> _Direction_:
Return the items word for word, from the very beginning through the line that contains "point(182, 58)", including that line. Leave the pictures out of your answer.

> _Input records_:
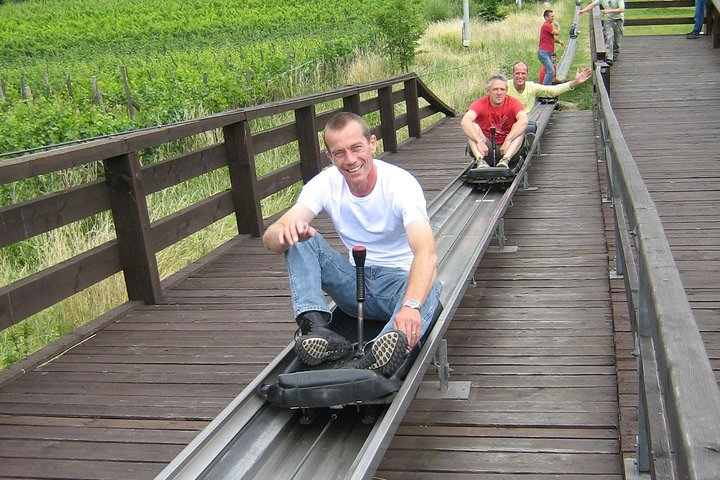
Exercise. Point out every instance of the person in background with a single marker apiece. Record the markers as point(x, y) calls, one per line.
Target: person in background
point(549, 31)
point(497, 112)
point(376, 205)
point(699, 19)
point(528, 92)
point(613, 24)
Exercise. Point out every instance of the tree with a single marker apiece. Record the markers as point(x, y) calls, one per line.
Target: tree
point(401, 24)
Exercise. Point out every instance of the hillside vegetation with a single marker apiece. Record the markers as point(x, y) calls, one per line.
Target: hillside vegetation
point(188, 58)
point(182, 58)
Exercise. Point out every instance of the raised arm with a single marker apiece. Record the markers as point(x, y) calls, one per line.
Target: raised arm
point(292, 227)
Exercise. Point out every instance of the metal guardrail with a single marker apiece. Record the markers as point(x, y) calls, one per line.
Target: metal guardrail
point(237, 442)
point(679, 399)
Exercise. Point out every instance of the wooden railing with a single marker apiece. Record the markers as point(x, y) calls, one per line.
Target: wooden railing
point(126, 184)
point(711, 15)
point(679, 399)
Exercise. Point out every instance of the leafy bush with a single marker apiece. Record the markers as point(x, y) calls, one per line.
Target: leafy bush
point(401, 24)
point(211, 54)
point(440, 10)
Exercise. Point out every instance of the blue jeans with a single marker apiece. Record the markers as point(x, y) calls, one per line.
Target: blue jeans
point(545, 58)
point(314, 267)
point(699, 15)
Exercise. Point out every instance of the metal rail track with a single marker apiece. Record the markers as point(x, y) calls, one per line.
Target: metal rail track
point(251, 439)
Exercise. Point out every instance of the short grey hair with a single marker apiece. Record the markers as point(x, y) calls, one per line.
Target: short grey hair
point(497, 76)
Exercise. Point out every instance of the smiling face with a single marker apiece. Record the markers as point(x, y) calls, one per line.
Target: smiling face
point(352, 153)
point(519, 76)
point(497, 91)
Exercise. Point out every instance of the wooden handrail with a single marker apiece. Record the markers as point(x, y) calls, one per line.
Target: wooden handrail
point(679, 399)
point(127, 183)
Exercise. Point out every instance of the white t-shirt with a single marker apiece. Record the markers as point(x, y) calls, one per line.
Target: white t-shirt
point(376, 221)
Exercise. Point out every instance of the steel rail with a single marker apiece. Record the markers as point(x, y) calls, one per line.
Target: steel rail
point(251, 439)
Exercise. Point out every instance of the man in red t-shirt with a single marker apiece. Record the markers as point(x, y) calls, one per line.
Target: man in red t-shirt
point(497, 111)
point(546, 48)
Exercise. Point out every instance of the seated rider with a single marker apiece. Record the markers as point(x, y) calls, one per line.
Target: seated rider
point(498, 117)
point(372, 204)
point(528, 92)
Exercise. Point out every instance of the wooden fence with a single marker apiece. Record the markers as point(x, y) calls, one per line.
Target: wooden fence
point(711, 15)
point(124, 189)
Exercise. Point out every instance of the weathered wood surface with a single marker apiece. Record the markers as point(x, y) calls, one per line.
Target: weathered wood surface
point(534, 336)
point(666, 97)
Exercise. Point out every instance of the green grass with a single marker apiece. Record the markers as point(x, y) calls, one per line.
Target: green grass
point(455, 73)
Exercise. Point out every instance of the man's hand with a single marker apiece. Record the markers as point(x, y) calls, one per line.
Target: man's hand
point(482, 147)
point(291, 228)
point(409, 322)
point(581, 76)
point(295, 232)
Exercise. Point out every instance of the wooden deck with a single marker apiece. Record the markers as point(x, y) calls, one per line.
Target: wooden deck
point(542, 335)
point(666, 96)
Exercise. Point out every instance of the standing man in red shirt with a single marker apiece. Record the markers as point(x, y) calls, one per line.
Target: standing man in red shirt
point(496, 110)
point(546, 48)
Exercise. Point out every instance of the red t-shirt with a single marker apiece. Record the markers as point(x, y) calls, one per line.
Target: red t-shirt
point(547, 39)
point(502, 117)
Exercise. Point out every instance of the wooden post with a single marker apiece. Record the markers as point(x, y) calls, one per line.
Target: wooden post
point(243, 178)
point(352, 104)
point(97, 94)
point(68, 82)
point(128, 95)
point(123, 176)
point(306, 131)
point(413, 108)
point(387, 119)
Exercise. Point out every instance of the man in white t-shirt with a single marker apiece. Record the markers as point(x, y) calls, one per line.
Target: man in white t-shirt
point(372, 204)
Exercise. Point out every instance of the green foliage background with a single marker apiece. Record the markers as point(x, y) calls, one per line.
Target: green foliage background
point(182, 56)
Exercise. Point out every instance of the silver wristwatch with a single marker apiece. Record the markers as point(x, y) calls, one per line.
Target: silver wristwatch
point(412, 303)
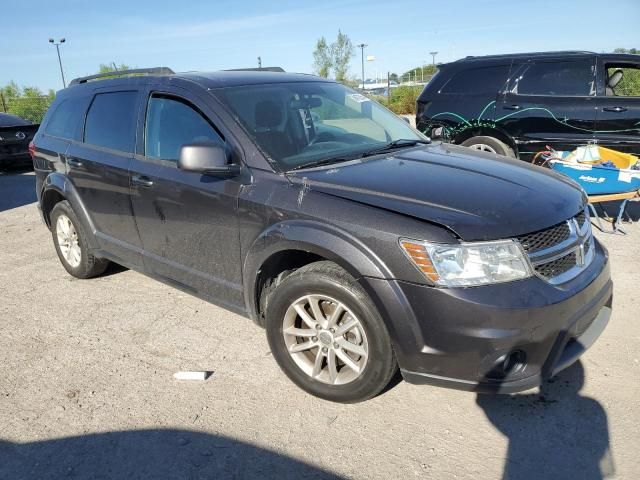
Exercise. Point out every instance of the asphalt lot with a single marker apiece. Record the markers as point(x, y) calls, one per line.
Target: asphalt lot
point(86, 389)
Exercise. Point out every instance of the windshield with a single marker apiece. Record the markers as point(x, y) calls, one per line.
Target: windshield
point(307, 123)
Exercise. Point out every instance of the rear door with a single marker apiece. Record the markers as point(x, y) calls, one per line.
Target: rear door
point(618, 107)
point(99, 169)
point(550, 102)
point(187, 221)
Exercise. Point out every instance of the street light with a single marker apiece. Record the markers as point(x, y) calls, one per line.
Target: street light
point(362, 46)
point(62, 40)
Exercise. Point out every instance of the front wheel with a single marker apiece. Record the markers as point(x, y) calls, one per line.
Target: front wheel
point(489, 144)
point(327, 336)
point(71, 243)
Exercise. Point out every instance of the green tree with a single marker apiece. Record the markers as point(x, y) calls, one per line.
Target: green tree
point(342, 51)
point(322, 61)
point(25, 102)
point(10, 90)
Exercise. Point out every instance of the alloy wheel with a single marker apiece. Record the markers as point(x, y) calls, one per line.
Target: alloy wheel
point(325, 339)
point(68, 241)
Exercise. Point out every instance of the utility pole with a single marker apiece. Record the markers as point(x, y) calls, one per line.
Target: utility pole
point(62, 40)
point(433, 56)
point(362, 46)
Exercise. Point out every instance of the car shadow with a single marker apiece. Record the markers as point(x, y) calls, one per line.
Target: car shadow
point(556, 433)
point(148, 454)
point(16, 189)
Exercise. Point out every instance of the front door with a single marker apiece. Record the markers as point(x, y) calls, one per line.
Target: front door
point(550, 103)
point(187, 221)
point(618, 112)
point(99, 169)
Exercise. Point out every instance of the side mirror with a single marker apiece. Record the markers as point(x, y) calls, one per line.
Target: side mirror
point(207, 158)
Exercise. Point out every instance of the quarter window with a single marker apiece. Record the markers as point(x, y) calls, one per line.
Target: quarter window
point(478, 81)
point(172, 123)
point(623, 80)
point(66, 118)
point(557, 78)
point(111, 121)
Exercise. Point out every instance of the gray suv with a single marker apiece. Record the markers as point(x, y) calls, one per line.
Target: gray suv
point(357, 243)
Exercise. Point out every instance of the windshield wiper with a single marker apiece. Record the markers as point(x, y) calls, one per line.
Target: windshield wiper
point(324, 161)
point(400, 143)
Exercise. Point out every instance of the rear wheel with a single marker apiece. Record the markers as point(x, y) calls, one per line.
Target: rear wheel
point(489, 144)
point(327, 336)
point(71, 243)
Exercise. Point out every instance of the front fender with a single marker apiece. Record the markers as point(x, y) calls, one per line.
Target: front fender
point(343, 249)
point(60, 184)
point(313, 237)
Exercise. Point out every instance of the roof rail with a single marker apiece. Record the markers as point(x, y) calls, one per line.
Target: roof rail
point(123, 73)
point(527, 54)
point(257, 69)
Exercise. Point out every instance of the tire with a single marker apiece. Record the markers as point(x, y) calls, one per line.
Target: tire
point(361, 356)
point(489, 144)
point(67, 234)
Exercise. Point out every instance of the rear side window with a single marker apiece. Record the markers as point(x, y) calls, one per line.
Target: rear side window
point(66, 120)
point(111, 121)
point(476, 81)
point(557, 78)
point(172, 123)
point(623, 80)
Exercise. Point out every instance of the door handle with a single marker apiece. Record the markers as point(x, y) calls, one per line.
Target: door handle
point(141, 181)
point(614, 109)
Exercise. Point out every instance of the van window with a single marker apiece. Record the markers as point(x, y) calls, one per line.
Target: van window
point(111, 121)
point(65, 122)
point(557, 78)
point(478, 81)
point(172, 123)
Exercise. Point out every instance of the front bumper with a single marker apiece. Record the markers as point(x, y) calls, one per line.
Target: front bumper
point(459, 337)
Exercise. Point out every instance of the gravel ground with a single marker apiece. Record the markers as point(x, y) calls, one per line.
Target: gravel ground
point(86, 389)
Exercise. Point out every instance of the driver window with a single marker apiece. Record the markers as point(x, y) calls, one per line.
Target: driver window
point(171, 123)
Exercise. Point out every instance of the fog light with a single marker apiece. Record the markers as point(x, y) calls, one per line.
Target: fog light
point(508, 364)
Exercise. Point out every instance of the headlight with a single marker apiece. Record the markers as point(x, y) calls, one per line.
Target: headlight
point(468, 264)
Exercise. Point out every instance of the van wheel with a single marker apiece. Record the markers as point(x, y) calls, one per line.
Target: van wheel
point(327, 336)
point(71, 243)
point(489, 144)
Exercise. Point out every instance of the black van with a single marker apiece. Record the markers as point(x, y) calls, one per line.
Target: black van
point(517, 104)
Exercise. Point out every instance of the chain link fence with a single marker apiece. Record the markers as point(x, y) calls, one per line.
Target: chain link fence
point(29, 108)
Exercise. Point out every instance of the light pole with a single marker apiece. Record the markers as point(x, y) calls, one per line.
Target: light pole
point(362, 46)
point(433, 56)
point(62, 40)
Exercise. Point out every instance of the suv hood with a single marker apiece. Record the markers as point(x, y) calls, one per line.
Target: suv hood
point(477, 195)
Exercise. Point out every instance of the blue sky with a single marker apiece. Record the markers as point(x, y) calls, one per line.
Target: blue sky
point(214, 35)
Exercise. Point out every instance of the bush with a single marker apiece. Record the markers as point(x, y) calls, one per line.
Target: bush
point(403, 100)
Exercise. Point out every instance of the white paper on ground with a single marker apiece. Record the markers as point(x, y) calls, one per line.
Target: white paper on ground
point(191, 375)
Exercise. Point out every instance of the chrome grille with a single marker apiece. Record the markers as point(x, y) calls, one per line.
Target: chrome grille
point(559, 253)
point(557, 267)
point(549, 237)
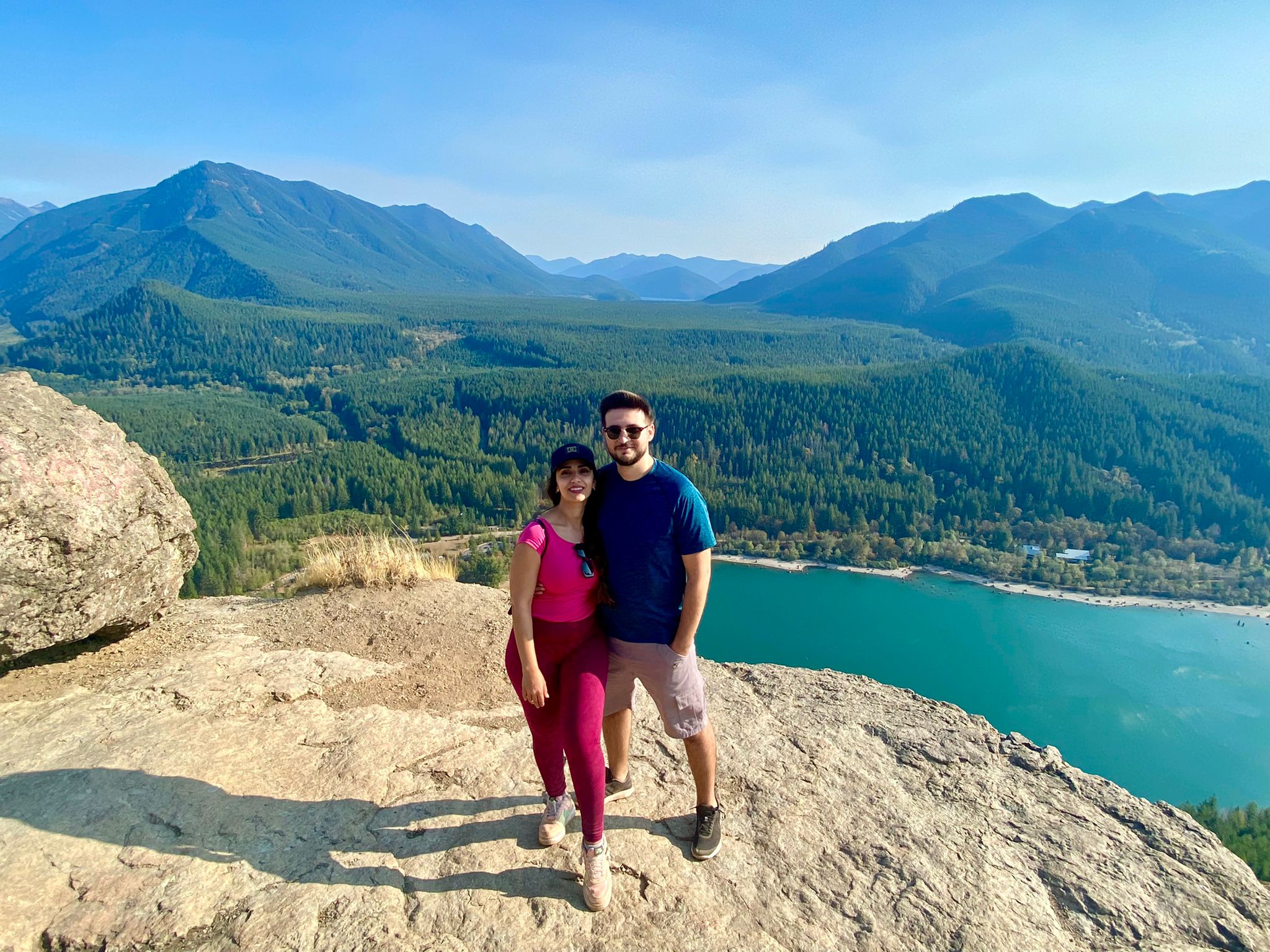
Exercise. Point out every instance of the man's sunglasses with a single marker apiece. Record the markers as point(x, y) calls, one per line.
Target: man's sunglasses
point(588, 569)
point(633, 432)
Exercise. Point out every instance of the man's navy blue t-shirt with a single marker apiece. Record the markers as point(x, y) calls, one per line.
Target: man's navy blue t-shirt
point(649, 524)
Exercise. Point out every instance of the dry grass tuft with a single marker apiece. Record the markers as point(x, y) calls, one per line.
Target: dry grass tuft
point(370, 559)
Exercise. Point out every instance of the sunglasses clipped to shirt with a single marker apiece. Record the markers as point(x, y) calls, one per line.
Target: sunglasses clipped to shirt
point(588, 568)
point(633, 432)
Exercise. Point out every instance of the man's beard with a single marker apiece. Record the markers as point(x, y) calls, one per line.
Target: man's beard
point(639, 455)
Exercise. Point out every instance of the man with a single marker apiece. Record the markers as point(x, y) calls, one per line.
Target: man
point(657, 537)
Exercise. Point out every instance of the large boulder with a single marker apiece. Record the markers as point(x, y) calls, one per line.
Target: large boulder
point(94, 539)
point(351, 771)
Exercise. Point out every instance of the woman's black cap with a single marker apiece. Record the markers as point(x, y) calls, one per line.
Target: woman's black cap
point(572, 451)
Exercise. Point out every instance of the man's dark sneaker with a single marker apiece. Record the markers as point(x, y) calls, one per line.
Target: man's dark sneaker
point(616, 788)
point(709, 835)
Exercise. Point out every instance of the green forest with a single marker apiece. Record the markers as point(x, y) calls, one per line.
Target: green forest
point(1244, 829)
point(837, 441)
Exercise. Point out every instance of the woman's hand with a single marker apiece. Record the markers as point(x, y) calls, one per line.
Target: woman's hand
point(534, 687)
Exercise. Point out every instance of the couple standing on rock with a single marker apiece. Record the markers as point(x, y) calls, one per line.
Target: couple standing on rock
point(631, 540)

> _Solution to the problem_:
Exercise. Point out every instance of the person in background with a single marker apiece. Record the markers as point(x, y) calls, one per line.
Target: person in background
point(549, 31)
point(497, 112)
point(376, 205)
point(699, 19)
point(528, 92)
point(613, 24)
Exercise. Point out every instance of the tree with a single marker apiece. Record the markers as point(x, y) calls, one per line.
Target: tree
point(401, 24)
Exercise. Point out every instance of the hillside vegetation with a single marker apiece. Record the markers as point(x, y) calls, one per line.
Target: hillside vegetation
point(188, 58)
point(182, 58)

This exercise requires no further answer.